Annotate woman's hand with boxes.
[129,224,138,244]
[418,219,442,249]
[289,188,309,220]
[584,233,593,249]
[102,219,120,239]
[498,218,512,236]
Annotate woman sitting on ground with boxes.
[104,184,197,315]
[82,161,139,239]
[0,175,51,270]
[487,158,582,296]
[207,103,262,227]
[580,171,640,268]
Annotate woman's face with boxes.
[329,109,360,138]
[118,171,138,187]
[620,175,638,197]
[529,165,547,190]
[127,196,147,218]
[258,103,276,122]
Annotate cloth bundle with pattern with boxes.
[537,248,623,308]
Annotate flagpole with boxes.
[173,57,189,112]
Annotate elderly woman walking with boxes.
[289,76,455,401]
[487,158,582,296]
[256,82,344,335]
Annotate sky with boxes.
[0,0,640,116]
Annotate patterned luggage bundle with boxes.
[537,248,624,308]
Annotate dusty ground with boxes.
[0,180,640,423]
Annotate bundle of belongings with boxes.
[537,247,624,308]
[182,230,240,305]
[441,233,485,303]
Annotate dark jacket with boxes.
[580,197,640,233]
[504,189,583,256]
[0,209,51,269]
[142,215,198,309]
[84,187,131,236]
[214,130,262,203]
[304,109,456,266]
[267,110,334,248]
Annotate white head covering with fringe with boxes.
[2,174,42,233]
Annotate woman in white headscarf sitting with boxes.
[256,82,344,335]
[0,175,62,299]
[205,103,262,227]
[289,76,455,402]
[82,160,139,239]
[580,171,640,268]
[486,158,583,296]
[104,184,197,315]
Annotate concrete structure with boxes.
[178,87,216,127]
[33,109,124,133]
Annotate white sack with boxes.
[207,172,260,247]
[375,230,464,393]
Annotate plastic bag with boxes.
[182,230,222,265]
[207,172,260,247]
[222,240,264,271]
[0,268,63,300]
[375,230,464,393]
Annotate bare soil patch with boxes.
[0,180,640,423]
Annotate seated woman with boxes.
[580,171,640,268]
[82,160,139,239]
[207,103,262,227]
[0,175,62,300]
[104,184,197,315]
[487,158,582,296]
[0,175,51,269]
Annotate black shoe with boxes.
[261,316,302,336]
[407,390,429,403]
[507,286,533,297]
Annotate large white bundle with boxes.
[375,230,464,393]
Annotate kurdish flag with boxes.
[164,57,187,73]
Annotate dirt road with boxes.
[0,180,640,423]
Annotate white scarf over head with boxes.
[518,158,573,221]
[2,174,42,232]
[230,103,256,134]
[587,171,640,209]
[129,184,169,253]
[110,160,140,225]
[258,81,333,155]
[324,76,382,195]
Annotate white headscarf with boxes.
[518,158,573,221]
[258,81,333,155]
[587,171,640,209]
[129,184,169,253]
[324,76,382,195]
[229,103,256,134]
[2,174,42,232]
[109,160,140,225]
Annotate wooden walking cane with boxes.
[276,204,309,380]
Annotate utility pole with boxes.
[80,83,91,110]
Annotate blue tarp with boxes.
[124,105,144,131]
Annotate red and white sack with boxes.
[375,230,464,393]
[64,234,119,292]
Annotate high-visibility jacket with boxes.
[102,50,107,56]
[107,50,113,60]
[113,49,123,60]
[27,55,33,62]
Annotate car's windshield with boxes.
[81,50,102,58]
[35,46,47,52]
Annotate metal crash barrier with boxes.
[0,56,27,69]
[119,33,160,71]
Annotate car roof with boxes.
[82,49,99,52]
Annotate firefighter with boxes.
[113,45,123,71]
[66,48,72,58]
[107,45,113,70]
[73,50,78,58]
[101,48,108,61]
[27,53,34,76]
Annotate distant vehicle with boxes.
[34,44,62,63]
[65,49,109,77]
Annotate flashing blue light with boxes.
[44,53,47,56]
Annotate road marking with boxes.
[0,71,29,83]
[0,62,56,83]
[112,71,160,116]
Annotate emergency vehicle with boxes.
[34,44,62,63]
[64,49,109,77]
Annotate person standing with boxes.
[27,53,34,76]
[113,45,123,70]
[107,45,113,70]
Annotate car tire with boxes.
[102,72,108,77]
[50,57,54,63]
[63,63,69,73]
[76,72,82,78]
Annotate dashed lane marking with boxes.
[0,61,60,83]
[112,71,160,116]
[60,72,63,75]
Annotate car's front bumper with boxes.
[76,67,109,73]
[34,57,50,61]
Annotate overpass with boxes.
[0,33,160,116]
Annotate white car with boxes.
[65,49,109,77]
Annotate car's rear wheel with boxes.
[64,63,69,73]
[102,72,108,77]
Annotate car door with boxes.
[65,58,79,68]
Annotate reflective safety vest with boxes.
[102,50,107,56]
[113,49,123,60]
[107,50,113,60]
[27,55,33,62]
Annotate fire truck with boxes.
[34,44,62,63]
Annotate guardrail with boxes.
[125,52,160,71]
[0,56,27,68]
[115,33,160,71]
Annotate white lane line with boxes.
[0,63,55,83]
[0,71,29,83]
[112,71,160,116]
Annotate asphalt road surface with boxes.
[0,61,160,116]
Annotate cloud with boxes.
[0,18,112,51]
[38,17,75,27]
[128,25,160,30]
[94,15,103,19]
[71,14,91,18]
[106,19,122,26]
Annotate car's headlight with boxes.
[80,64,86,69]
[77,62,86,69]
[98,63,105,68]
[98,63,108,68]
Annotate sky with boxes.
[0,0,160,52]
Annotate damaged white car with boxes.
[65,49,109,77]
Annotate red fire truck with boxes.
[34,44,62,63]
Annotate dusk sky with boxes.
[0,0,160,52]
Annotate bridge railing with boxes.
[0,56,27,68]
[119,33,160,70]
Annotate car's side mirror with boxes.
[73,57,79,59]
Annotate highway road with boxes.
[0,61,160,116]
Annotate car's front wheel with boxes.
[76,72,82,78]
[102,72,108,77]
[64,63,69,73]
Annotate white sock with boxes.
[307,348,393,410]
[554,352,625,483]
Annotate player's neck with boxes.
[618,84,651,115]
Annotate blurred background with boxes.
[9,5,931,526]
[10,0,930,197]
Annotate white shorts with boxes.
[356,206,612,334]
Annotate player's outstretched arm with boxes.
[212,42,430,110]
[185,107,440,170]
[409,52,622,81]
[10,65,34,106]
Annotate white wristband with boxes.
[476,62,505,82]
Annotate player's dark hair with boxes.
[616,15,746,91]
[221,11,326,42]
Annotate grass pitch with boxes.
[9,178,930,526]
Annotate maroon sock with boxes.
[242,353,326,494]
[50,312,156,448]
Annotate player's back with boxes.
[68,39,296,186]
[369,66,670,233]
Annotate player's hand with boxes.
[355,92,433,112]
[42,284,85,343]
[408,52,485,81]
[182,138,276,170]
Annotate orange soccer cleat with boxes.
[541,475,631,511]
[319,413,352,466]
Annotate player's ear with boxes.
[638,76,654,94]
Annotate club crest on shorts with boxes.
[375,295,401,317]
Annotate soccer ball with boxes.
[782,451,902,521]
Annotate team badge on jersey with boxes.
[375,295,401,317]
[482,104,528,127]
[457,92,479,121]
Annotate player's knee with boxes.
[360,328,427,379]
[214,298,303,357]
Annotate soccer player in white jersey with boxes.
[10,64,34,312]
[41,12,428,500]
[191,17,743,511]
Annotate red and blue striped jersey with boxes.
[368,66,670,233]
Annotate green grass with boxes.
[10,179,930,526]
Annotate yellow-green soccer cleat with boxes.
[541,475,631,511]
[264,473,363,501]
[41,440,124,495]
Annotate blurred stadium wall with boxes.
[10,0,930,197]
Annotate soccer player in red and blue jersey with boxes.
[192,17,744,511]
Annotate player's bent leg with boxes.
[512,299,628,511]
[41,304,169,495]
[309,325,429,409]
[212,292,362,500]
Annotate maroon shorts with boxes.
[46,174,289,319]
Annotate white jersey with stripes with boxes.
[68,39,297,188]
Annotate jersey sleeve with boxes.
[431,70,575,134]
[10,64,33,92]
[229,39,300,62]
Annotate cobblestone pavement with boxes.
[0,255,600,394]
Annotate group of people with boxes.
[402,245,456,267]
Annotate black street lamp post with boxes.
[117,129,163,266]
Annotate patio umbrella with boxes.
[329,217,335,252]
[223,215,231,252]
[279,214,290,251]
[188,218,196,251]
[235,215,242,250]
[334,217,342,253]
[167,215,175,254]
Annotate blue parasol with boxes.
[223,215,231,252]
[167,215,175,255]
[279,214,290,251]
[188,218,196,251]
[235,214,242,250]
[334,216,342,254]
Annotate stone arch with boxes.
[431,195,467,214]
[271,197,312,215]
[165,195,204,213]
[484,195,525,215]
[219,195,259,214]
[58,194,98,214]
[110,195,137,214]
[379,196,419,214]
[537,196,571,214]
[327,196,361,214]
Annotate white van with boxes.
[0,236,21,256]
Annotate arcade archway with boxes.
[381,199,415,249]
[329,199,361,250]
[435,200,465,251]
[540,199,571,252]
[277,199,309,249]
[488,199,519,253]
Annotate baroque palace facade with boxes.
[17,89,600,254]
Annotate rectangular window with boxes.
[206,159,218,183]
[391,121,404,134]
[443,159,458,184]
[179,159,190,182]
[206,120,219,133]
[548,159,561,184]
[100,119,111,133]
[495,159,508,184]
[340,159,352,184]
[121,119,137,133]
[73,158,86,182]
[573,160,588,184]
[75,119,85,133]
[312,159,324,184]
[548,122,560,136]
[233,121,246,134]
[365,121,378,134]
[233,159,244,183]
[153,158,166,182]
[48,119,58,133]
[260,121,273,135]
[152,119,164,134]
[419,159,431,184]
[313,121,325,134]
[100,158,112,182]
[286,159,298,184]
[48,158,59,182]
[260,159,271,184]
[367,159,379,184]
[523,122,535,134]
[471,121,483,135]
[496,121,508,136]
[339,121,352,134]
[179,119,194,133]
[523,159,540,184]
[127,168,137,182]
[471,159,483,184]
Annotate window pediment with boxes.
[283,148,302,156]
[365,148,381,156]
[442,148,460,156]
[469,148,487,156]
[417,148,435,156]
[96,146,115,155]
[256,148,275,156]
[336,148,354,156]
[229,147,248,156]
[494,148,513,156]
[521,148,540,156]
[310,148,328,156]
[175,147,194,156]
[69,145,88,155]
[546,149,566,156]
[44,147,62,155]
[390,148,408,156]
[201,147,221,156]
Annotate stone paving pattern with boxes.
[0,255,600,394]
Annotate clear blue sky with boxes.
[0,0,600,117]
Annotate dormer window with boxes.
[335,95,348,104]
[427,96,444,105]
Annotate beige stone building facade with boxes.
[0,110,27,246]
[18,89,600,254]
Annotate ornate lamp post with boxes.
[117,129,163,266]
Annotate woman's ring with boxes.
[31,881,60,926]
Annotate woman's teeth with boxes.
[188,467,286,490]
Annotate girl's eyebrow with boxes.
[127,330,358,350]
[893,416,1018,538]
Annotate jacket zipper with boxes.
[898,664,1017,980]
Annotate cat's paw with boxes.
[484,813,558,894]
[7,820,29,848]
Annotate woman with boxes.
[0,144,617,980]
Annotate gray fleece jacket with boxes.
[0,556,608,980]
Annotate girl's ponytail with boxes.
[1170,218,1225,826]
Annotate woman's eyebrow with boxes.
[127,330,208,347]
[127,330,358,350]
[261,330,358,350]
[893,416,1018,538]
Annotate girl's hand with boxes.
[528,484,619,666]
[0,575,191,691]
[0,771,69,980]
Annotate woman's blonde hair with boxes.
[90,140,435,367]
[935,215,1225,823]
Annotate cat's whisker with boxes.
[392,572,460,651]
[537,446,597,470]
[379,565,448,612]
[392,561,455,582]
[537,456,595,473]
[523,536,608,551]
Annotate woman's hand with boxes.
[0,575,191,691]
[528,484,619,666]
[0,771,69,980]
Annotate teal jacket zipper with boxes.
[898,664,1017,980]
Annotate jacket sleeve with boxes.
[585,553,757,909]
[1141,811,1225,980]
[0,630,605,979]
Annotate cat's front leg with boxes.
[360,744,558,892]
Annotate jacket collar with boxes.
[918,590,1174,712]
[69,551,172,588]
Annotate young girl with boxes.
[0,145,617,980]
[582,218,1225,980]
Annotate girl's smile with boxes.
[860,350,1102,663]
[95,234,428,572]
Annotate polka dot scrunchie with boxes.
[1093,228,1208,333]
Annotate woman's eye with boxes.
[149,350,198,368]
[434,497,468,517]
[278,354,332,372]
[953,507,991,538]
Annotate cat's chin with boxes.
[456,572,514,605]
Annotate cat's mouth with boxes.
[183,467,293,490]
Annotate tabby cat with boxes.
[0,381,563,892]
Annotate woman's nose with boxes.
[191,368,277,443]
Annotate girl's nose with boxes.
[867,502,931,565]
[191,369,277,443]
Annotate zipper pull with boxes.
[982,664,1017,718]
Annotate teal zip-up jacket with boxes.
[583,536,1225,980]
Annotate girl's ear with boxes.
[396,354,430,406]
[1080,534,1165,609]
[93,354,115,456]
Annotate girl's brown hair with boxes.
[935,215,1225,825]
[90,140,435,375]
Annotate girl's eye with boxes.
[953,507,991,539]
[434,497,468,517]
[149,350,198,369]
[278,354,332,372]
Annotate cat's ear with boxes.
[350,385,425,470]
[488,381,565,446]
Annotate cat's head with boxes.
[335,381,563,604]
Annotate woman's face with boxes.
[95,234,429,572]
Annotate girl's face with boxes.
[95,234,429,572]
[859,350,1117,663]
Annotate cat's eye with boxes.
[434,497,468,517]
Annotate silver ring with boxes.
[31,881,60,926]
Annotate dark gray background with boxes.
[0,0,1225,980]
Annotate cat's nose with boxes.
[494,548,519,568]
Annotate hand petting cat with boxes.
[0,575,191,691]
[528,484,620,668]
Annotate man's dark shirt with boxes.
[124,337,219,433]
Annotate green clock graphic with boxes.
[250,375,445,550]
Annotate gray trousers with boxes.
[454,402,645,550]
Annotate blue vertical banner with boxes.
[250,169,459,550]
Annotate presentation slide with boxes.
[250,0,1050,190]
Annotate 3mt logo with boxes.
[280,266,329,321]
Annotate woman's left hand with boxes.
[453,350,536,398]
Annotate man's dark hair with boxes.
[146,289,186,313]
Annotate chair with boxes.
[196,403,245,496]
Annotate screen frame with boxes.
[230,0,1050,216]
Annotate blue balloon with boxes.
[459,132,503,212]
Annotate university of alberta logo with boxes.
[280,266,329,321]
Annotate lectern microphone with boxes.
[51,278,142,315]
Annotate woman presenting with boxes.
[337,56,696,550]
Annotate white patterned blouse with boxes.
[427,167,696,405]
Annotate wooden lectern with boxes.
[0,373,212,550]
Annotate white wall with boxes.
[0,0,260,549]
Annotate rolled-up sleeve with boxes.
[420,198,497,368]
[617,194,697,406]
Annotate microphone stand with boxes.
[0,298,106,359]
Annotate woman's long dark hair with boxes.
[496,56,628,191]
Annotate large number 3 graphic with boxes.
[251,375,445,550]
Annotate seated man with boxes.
━━━━━━
> _Exercise goal_: Show each line in the data above that contains the string "gray".

> _Reply_:
Annotate gray fleece jacket with boxes.
Annotate dark gray background with boxes.
Annotate gray trousers with boxes.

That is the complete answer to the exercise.